EXERCISE GOAL
Return all of the lines below exactly as they are.

DATA
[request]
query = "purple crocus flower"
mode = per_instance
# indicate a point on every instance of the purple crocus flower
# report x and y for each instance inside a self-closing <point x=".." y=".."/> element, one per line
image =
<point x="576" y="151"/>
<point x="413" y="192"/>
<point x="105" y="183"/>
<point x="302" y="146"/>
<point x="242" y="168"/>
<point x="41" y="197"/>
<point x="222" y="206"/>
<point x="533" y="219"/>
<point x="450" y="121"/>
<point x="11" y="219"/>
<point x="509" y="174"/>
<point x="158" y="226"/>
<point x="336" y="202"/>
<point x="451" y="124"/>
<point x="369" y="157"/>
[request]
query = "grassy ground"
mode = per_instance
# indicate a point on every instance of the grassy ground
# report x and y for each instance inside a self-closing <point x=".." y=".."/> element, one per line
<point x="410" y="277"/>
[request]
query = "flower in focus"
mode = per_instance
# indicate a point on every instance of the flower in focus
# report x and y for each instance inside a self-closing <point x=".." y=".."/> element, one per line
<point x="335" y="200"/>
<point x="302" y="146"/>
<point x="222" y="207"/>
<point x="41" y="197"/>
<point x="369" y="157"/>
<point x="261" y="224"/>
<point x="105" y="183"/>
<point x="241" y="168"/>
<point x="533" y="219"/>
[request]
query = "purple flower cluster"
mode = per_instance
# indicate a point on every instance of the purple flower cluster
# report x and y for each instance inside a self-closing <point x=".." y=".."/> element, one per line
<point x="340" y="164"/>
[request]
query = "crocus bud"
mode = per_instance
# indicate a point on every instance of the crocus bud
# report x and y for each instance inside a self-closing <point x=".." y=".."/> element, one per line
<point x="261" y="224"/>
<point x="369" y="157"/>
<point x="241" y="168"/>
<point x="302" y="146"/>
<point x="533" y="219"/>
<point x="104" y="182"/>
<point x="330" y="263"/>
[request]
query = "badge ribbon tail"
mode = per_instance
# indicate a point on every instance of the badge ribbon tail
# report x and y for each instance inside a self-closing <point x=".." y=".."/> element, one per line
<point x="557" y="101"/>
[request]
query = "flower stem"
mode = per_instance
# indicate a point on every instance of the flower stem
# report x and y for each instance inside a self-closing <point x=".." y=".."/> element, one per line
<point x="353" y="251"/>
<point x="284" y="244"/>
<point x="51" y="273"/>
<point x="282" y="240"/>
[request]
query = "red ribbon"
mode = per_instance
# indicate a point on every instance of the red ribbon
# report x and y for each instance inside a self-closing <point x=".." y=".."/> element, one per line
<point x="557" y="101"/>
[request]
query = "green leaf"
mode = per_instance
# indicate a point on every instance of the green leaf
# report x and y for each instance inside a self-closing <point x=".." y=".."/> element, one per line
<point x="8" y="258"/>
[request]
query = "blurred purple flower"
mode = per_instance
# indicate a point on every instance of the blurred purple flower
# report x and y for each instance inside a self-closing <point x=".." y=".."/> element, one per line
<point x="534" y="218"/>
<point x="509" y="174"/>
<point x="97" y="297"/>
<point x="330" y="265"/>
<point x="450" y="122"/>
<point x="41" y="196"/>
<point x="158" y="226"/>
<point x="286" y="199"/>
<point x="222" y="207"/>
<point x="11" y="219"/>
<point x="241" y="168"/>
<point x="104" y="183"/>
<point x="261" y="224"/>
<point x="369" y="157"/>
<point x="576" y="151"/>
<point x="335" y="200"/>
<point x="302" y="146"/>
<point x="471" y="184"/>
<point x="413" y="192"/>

CORRECT RESPONSE
[request]
query = "purple crocus flower"
mode = per_instance
# indicate a point on every instance of the purple crocus flower
# report x and y for each instance inside a self-closing <point x=".." y=".."/> element, one per line
image =
<point x="576" y="151"/>
<point x="413" y="192"/>
<point x="105" y="183"/>
<point x="302" y="146"/>
<point x="242" y="168"/>
<point x="41" y="197"/>
<point x="222" y="206"/>
<point x="533" y="219"/>
<point x="450" y="121"/>
<point x="11" y="219"/>
<point x="509" y="174"/>
<point x="158" y="226"/>
<point x="336" y="202"/>
<point x="451" y="124"/>
<point x="369" y="157"/>
[request]
query = "grassy ground"
mode = per_instance
# indicate a point on every instance of the grassy ground
# report x and y for each instance inside a self-closing <point x=".." y=".."/> element, one per line
<point x="410" y="277"/>
[request]
query = "flower in focus"
mode = per_instance
# indicate a point on every instance of the flower in focus
# report x and y for each instance inside a self-closing <point x=".." y=".."/> element, one per line
<point x="335" y="200"/>
<point x="302" y="146"/>
<point x="222" y="207"/>
<point x="41" y="197"/>
<point x="369" y="157"/>
<point x="261" y="224"/>
<point x="105" y="183"/>
<point x="241" y="168"/>
<point x="533" y="219"/>
[request]
query = "purple flower cluster"
mode = per_instance
# indicate a point on every instance of the purple flower cluster
# report x and y for each instance inside a self-closing <point x=".." y=".."/> element, one per line
<point x="340" y="164"/>
[request]
query = "crocus bud"
mode = per_instance
# indicate a point on every instance of the crocus bud
# report x and y for each instance inside a self-closing <point x=".." y=".."/> element, one per line
<point x="261" y="224"/>
<point x="369" y="157"/>
<point x="241" y="168"/>
<point x="302" y="146"/>
<point x="533" y="219"/>
<point x="104" y="182"/>
<point x="330" y="263"/>
[request]
query = "badge ribbon tail"
mode = per_instance
# indicate a point on every instance of the badge ribbon tail
# report x and y for each instance inside a self-closing <point x=".." y=".."/> element, one per line
<point x="557" y="101"/>
[request]
query = "flower stem"
mode = per_instance
# indicate a point on every instance of the flower stem
# report x and y for each instance inside a self-closing <point x=".." y=".."/> element, one per line
<point x="353" y="251"/>
<point x="284" y="244"/>
<point x="51" y="273"/>
<point x="282" y="240"/>
[request]
query = "red ribbon"
mode = per_instance
# indicate a point on every instance of the red ribbon
# report x and y for each instance inside a self-closing <point x=".." y=".."/> element, one per line
<point x="557" y="101"/>
[request]
query = "green leaf"
mode = per_instance
# indicate a point on every instance of the green leaf
# report x and y for each instance inside a self-closing <point x=".." y=".."/> element, one per line
<point x="8" y="258"/>
[request]
query = "blurred purple flower"
mode = per_instance
# indicate a point on every instance of the blurred purple flower
# report x and y for each instance inside a self-closing <point x=".." y=".."/> element, one per line
<point x="534" y="218"/>
<point x="509" y="174"/>
<point x="97" y="297"/>
<point x="330" y="265"/>
<point x="450" y="122"/>
<point x="41" y="196"/>
<point x="158" y="226"/>
<point x="286" y="199"/>
<point x="222" y="207"/>
<point x="11" y="219"/>
<point x="241" y="168"/>
<point x="104" y="183"/>
<point x="261" y="224"/>
<point x="369" y="157"/>
<point x="576" y="151"/>
<point x="335" y="200"/>
<point x="302" y="146"/>
<point x="471" y="184"/>
<point x="413" y="192"/>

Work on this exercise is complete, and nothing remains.